**Text under study:**
Car trips usually work better on film than in the theatre, but this one gains fluency and a view from Jenny Turner and Ian William Galloway's deft animated backdrop. As Katie, her boyfriend Abe and his two dodgy workmates chase after a cheeky kid on a bike, the backing screen sketches its way through street after cartoon street, like Rolf Harris's answer to SatNav.
Luton - one of the UK's most boring and, apparently, highly weaponised towns - is the real backdrop. This tense coming-of-age tale, whose undercurrents of anxiety and humiliation are illuminated by the twin headlamps of sex and violence, is a microcosm for a new lost generation: sharpened by underemployment, soured by boredom and elated by cruelty.
Rosie Wyatt is excellent as Katie: vehement, charming, clueless and bright, and in danger of falling through her careful parents and orchestra practice into a poorer, angrier world that few escape from.
Thorne, one of our brightest talents, writes with exceptional drive and insight and a constant awareness of danger, which keeps you alert to every nuance that Katie, in her masochistic excitement, fails to see. 'I know what I'm doing,' she tells us repeatedly, as she quivers, transfixed by the thrilling prospect of trouble.
Everyone on this vengeful trip is distorted by disappointment or humiliation: Katie failed to get the university place she wanted; her boyfriend and his mates are cruising for someone to bruise in the shadow of lay-offs at work.
The detail makes 'Bunny' more than your average monologue; it is a brilliant miniature play about Britain: condensed, complete, and full of vivid and unnerving kids on the cusp of darkness.

Dataset entries
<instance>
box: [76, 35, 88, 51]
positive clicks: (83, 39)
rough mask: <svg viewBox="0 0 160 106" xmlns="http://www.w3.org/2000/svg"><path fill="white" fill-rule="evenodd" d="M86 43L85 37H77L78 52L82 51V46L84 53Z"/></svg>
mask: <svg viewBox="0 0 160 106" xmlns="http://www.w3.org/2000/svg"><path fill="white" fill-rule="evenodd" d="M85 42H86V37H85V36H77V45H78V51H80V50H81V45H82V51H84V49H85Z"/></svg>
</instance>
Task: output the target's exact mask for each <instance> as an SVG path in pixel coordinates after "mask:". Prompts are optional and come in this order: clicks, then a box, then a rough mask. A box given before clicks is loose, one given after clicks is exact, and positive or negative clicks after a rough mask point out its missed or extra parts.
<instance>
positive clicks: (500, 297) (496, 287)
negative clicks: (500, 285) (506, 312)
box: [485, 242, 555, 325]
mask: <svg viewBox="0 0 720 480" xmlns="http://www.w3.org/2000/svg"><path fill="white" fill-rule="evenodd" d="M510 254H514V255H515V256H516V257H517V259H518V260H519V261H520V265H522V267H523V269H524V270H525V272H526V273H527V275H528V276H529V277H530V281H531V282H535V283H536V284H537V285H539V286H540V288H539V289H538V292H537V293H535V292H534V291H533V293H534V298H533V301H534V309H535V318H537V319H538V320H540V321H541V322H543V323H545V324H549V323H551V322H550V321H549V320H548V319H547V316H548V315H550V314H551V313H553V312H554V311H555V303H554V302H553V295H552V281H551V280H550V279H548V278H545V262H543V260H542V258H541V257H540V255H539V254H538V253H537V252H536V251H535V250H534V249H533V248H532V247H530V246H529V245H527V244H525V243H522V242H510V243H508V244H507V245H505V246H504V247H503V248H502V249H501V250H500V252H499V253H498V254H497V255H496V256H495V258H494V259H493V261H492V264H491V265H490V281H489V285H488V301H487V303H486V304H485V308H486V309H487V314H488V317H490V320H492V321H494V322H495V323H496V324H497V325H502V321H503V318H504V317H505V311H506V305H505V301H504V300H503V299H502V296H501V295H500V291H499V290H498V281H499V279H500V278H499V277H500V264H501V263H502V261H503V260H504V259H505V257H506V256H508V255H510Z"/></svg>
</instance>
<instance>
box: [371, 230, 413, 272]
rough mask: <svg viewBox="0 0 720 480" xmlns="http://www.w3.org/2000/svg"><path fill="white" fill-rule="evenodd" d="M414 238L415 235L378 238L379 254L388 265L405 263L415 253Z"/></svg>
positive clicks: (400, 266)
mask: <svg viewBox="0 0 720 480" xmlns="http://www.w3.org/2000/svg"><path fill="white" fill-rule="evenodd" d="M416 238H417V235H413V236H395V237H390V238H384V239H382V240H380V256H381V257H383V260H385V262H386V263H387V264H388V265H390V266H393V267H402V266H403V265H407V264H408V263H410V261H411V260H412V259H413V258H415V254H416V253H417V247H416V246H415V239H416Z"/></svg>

**Work instruction:**
Decide whether each statement agrees with the review of 'Bunny', answering yes or no and quoting the words from the review that settle it: (a) Rosie Wyatt plays Katie; (b) Katie got the university place she wanted; (c) Luton is the real backdrop of the play. The material has no connection to the text.

**Written response:**
(a) Yes: "Rosie Wyatt is excellent as Katie"
(b) No: "Katie failed to get the university place she wanted"
(c) Yes: "Luton - one of the UK's most boring and, apparently, highly weaponised towns - is the real backdrop"